## Provided text

Postby brekin » Thu Jul 30, 2015 5:59 pm

Been thinking on the Trump phenomenon and two things I think account for his popularity.

First, he is so completely unapologetic in a very apologetic culture. Especially in the political realm now there is a whole ritual of not wanting to offend and fucking up and "got to go to rehab now" to get reprogrammed. Repubs definitely have always catered to original sin with everything except power and have done a good job of making their base not feel guilty about inequities in wealth, education, jobs, etc. Trump goes one step farther and removes the original sin from the traditional conservative behaviors in having to play politician and not expressing what one really thinks except when the mic is off. Trump's wealth has bought him some freedom to speak his mind and that plays well with a whole nation that basically sounds like Trump with their on line personas but in the real world have to play the politician game. Trump is basically a god level internet troll incarnated and by proxy the country of minor trolls secretly pledge their allegiance to their demon king.

## Directions
Answer these questions about the post on Trump's popularity:
(a) On what date was the post written?
(b) According to the writer, what has Trump's wealth bought him?
(c) In its final sentence, what does the post call Trump?
Answer from the post on Trump's popularity alone.

## Dataset entries
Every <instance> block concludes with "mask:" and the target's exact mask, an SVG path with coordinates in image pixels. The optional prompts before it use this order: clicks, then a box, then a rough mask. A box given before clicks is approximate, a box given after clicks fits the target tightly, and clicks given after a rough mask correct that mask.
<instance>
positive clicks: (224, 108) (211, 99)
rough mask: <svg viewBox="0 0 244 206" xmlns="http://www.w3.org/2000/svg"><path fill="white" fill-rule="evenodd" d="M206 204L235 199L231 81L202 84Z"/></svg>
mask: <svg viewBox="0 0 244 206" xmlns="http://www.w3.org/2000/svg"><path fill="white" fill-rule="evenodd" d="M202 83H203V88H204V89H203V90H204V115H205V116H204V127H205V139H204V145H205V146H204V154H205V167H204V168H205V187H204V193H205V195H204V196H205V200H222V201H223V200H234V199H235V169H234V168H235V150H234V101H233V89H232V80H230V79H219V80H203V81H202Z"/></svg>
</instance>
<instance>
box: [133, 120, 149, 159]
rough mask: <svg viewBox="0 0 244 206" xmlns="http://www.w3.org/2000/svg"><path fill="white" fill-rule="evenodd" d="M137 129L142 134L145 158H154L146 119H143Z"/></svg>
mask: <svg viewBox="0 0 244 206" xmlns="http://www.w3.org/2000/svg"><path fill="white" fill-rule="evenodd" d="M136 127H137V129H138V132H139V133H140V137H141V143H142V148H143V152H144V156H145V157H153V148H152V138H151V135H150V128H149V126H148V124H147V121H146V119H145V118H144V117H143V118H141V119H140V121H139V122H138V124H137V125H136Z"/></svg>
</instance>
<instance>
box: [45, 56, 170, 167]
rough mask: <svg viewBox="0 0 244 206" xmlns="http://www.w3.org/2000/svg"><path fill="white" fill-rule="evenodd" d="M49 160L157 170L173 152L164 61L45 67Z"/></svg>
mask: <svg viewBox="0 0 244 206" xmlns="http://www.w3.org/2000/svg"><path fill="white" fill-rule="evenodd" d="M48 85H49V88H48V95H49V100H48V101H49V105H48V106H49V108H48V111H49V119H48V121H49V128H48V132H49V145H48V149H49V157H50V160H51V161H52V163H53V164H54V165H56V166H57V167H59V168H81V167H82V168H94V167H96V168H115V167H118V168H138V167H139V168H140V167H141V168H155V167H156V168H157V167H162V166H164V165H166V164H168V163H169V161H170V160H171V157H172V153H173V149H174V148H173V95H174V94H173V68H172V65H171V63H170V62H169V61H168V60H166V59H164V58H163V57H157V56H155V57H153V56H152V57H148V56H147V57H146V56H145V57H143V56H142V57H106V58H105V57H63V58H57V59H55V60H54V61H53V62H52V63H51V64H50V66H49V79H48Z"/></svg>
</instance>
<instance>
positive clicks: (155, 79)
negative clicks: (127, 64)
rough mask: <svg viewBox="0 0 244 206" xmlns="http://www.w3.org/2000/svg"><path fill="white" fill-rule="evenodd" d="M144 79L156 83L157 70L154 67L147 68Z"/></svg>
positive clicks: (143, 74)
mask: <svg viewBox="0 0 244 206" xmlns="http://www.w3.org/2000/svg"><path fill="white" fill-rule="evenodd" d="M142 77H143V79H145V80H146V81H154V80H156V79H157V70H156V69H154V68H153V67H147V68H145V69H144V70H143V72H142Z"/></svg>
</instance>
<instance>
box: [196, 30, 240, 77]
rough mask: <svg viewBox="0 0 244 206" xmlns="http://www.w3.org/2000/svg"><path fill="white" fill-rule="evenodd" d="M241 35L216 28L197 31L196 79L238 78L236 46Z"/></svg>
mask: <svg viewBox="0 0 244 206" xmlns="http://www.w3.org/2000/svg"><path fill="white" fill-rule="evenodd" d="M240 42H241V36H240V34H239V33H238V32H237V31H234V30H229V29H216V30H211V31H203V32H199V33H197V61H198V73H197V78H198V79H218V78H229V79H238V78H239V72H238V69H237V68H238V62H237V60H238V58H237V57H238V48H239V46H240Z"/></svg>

## Output below
(a) Thursday, July 30, 2015
(b) Some freedom to speak his mind
(c) A god level internet troll incarnated